WHAT YOU ARE ASKED TO DO
Rename "well-known text" to "WKT" in the lines of all the records, keeping everything else the same. Leave the pictures out of your answer.

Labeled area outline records
........
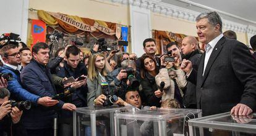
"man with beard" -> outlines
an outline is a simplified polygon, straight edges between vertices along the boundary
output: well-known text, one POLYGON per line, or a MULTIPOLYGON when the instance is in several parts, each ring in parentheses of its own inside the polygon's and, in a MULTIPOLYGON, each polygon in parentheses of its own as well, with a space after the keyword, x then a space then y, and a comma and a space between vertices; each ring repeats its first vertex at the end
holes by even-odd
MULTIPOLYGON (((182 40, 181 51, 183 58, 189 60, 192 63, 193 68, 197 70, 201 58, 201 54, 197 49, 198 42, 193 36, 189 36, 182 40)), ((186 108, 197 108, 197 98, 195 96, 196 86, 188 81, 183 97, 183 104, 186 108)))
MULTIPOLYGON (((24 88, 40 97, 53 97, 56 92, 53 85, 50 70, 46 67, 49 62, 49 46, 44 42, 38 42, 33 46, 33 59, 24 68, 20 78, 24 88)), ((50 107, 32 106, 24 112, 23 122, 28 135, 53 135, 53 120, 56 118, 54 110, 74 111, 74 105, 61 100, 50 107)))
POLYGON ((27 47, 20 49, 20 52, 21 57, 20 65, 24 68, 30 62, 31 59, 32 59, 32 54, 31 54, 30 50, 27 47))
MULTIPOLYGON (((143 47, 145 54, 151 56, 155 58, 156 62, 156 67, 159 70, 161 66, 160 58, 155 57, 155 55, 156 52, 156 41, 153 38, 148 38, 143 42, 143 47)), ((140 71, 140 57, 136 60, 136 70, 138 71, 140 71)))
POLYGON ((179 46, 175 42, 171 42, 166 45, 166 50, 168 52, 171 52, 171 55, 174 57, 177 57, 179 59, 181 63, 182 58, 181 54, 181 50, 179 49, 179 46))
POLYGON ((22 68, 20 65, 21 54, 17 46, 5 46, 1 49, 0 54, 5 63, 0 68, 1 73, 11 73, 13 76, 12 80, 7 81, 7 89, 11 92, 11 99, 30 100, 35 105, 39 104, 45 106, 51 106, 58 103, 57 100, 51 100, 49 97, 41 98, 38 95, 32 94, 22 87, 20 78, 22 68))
........
TASK OUTPUT
"man with beard" -> outlines
an outline is a simplified polygon, straight edges between vertices along the boundary
output: WKT, one POLYGON per line, or a MULTIPOLYGON when the instance is in several parts, each ring in parentheses of its own inside the polygon's and, in a MULTIPOLYGON, each polygon in parentheses of its own as well, with a space after the keyword, x then a space then y, and a comma and a space between vertices; each ring repeats its first vertex at the end
holes by even-odd
MULTIPOLYGON (((182 40, 181 51, 183 58, 189 60, 192 63, 193 68, 197 70, 201 58, 201 54, 197 49, 198 42, 193 36, 189 36, 182 40)), ((186 108, 197 108, 197 98, 195 96, 196 86, 188 81, 183 97, 183 104, 186 108)))
MULTIPOLYGON (((24 88, 40 97, 53 97, 56 92, 53 85, 50 70, 46 67, 49 62, 49 46, 44 42, 38 42, 33 46, 33 59, 24 68, 20 78, 24 88)), ((50 107, 32 106, 24 112, 23 122, 28 135, 53 135, 53 120, 56 118, 54 110, 74 111, 74 105, 61 100, 50 107)))
POLYGON ((27 47, 20 49, 20 52, 21 57, 20 65, 24 68, 30 62, 31 59, 32 59, 32 54, 31 54, 30 50, 27 47))
MULTIPOLYGON (((143 47, 145 54, 151 56, 155 58, 156 62, 156 67, 159 70, 161 66, 160 58, 155 57, 155 55, 156 52, 156 41, 153 38, 148 38, 143 42, 143 47)), ((140 71, 140 57, 136 60, 136 70, 138 71, 140 71)))
POLYGON ((179 46, 175 42, 171 42, 166 45, 166 50, 168 52, 171 52, 171 55, 174 57, 177 57, 179 59, 181 63, 182 58, 181 54, 181 50, 179 49, 179 46))
POLYGON ((22 68, 20 65, 21 54, 17 46, 5 46, 1 49, 0 54, 5 63, 0 68, 1 73, 11 73, 13 76, 12 80, 7 81, 7 89, 11 92, 11 99, 30 100, 35 105, 39 104, 45 106, 51 106, 58 103, 57 100, 51 100, 49 97, 41 98, 38 95, 32 94, 22 87, 20 78, 22 68))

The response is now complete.